Task details: The answer must be an exact copy of the records, with every picture removed.

*** Opening of Data ***

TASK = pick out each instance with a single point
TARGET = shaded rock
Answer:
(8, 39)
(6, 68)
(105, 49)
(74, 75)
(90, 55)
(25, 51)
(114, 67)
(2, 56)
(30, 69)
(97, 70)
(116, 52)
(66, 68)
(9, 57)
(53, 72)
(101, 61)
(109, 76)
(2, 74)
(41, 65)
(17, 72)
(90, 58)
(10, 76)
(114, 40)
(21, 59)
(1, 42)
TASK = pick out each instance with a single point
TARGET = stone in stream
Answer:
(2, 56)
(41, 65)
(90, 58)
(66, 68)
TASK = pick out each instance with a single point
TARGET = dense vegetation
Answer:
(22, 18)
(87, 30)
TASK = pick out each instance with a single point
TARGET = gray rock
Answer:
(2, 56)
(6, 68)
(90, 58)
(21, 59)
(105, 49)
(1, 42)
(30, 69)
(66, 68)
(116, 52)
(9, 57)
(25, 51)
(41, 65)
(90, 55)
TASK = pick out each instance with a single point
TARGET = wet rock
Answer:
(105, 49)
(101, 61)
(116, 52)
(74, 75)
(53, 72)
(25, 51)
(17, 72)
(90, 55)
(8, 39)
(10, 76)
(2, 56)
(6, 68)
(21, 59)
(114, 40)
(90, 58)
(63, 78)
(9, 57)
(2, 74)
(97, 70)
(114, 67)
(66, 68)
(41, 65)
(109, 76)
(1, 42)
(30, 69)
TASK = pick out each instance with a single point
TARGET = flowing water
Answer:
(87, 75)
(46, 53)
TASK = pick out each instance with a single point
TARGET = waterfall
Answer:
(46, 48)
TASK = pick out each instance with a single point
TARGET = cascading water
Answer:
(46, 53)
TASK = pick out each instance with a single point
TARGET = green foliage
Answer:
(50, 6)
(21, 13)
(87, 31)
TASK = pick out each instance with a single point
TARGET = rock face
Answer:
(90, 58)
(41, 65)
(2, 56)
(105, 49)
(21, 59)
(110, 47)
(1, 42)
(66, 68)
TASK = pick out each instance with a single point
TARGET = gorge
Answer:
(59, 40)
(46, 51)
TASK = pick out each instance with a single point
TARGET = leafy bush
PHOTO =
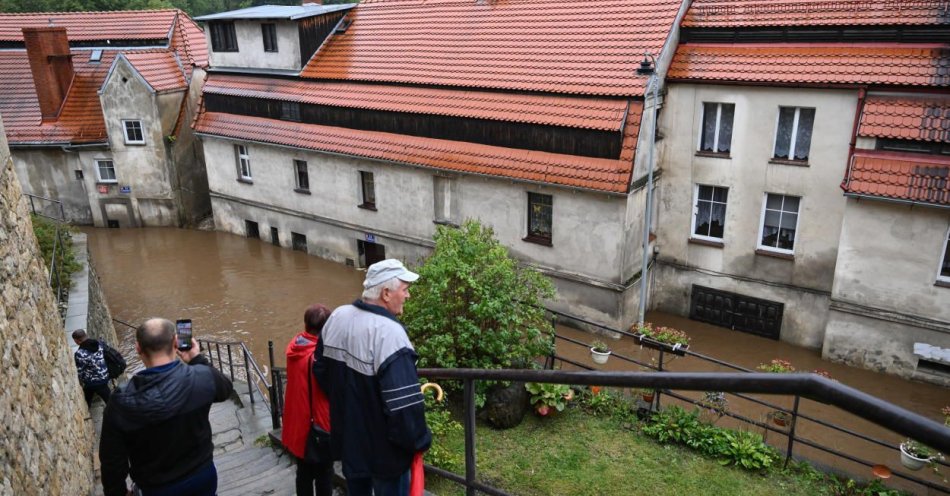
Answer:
(740, 448)
(440, 422)
(551, 395)
(45, 231)
(475, 307)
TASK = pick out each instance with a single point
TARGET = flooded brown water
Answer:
(235, 288)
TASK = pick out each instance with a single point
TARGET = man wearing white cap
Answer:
(367, 367)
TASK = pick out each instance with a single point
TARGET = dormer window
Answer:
(223, 38)
(269, 33)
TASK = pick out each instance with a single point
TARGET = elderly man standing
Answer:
(367, 367)
(156, 426)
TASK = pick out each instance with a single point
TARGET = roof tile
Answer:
(924, 118)
(576, 46)
(903, 176)
(748, 13)
(825, 64)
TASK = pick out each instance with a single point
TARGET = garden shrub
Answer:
(475, 307)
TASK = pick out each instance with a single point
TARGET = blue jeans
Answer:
(366, 486)
(204, 482)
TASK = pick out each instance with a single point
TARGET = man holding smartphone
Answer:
(155, 427)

*** Close of Data ***

Task response:
TASK = pick out each instance with a single point
TARGET = shaded rock
Answer:
(8, 39)
(6, 68)
(105, 49)
(74, 75)
(90, 55)
(25, 51)
(114, 67)
(2, 56)
(30, 69)
(97, 70)
(116, 52)
(66, 68)
(9, 57)
(53, 72)
(101, 61)
(109, 76)
(2, 74)
(41, 65)
(17, 72)
(90, 58)
(10, 76)
(114, 40)
(21, 59)
(1, 42)
TASK = pick out each instance with a single point
TARGET = stone in stream
Answer:
(2, 56)
(41, 65)
(90, 58)
(66, 68)
TASK = pick out each instance with a single point
TARGET = dense vegetation
Answer:
(22, 18)
(87, 30)
TASK = pick out each instance with a single point
TARGET = gray rock
Answer:
(2, 56)
(6, 68)
(90, 58)
(21, 59)
(105, 49)
(1, 42)
(30, 69)
(66, 68)
(116, 52)
(9, 57)
(25, 51)
(41, 65)
(90, 55)
TASK = pick out each instance with a single point
TARGET = wet rock
Answer:
(105, 49)
(101, 61)
(116, 52)
(74, 75)
(53, 72)
(25, 51)
(17, 72)
(90, 55)
(8, 39)
(10, 76)
(2, 56)
(6, 68)
(21, 59)
(114, 40)
(90, 58)
(63, 78)
(9, 57)
(2, 74)
(97, 70)
(114, 67)
(66, 68)
(41, 65)
(109, 76)
(1, 42)
(30, 69)
TASK = pick out each instance with a single point
TARGET = flowing water
Answer:
(87, 75)
(46, 53)
TASK = pick out each instance with a single point
TARGET = waterfall
Answer:
(46, 48)
TASK = pick out each instance with a single point
TARGET = cascading water
Answer:
(46, 53)
TASK = pick out each instance with a single point
TARGET = green foliage
Answer:
(50, 6)
(21, 13)
(87, 31)
TASK = pick out each instance with a single point
TARGET = rock face
Answer:
(90, 58)
(41, 65)
(2, 56)
(105, 49)
(21, 59)
(110, 47)
(1, 42)
(66, 68)
TASK = pick out each instance with a single point
TARGET = gorge
Answer:
(59, 40)
(46, 51)
TASK = pick out each instance with a single point
TARGET = leafy bush
PHOTO =
Answer:
(740, 448)
(440, 422)
(551, 395)
(45, 231)
(475, 307)
TASK = pick out each instance with a single point
TARGET = flooded brown water
Answer:
(235, 288)
TASK = pick out each instance with a single point
TARGET = man wearing white cap
Answer:
(367, 367)
TASK = pick out each instance with a single point
TARGET = dormer window
Answer:
(223, 38)
(269, 33)
TASK = pick out each instance with a single point
TARGET = elderly man standing
Answer:
(367, 367)
(156, 426)
TASK = pick out each instance with a single point
TARGET = roof tile
Answer:
(924, 118)
(576, 46)
(903, 176)
(748, 13)
(825, 64)
TASK = pick out each instance with a single point
TARGET = garden shrub
Answer:
(475, 307)
TASK = pick out each instance with a single point
TARGET = blue jeans
Answer:
(366, 486)
(204, 482)
TASK = pick out each instance with a single point
TARGET = man holding smartphone
Answer:
(155, 427)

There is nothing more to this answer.